WORK INSTRUCTIONS
Please change "long brown hair" to "short blond hair" in the rows from the line that contains "point_to(query) identifies every instance of the woman with" through the line that contains "x=871, y=376", keeping everything else the same. Return only those lines.

RECORDS FOR THE TASK
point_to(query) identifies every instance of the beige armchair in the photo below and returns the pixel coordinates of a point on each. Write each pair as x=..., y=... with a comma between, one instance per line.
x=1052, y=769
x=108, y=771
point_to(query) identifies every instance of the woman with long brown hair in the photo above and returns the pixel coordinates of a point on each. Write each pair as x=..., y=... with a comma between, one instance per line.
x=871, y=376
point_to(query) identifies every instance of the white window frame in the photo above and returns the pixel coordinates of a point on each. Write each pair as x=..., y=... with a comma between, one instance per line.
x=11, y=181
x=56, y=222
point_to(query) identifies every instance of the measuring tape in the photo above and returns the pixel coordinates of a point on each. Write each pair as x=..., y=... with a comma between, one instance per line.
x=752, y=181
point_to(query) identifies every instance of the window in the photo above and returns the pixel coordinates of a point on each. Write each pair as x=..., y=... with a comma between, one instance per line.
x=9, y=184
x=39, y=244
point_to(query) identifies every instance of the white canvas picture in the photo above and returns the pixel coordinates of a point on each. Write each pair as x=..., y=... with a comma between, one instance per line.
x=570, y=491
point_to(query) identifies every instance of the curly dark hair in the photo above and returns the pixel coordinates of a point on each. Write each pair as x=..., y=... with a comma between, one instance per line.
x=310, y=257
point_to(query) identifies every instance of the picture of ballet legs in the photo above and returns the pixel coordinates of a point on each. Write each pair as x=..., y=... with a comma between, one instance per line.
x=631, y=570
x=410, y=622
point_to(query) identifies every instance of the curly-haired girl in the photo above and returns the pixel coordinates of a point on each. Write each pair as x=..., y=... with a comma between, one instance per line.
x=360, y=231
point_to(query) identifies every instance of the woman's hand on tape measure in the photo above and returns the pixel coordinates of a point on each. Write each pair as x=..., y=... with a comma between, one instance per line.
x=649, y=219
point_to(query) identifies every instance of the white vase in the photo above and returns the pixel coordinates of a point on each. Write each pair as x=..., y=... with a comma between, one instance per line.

REPLY
point_to(query) identifies every instance of the woman with short blond hair in the photo above and returns the pixel coordinates of a point on each. Write each pair as x=..., y=... with a comma between, one instance per line.
x=871, y=376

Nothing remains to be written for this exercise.